## What needs to be done
Every line below that holds "negative" must be copied.

Saved entries:
════════

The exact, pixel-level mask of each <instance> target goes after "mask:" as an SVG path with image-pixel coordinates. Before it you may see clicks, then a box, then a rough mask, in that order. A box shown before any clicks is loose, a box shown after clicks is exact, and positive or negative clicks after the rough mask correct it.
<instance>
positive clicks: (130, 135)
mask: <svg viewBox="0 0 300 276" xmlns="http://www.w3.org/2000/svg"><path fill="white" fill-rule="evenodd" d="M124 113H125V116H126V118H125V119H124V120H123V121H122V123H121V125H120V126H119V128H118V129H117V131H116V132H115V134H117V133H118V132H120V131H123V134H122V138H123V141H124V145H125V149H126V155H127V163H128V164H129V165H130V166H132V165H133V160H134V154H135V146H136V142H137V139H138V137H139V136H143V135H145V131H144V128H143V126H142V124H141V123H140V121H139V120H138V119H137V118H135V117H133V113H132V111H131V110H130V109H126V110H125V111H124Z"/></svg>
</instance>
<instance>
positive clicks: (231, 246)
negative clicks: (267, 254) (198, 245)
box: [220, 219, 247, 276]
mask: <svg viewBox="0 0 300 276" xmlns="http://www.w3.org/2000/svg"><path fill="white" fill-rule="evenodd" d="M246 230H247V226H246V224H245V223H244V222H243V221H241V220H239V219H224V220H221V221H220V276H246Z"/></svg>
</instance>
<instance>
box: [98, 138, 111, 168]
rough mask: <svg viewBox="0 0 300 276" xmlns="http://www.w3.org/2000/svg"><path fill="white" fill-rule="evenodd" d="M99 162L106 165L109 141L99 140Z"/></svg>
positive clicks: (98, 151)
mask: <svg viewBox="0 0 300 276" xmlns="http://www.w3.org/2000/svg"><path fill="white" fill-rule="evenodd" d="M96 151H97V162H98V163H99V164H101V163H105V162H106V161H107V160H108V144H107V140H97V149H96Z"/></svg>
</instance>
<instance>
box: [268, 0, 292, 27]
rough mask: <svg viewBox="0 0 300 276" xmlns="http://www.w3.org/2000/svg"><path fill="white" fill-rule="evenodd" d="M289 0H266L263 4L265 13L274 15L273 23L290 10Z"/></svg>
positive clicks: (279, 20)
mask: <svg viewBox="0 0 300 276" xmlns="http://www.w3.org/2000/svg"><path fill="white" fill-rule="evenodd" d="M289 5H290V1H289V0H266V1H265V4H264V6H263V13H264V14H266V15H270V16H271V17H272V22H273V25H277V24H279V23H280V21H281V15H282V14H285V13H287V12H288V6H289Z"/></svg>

════════

## Answer to this exercise
The exact, pixel-level mask of each <instance> target goes after "mask:" as an SVG path with image-pixel coordinates. Before it you may see clicks, then a box, then a rough mask, in that order. A box shown before any clicks is loose, a box shown after clicks is exact, and positive or negative clicks after the rough mask correct it.
negative clicks: (267, 254) (198, 245)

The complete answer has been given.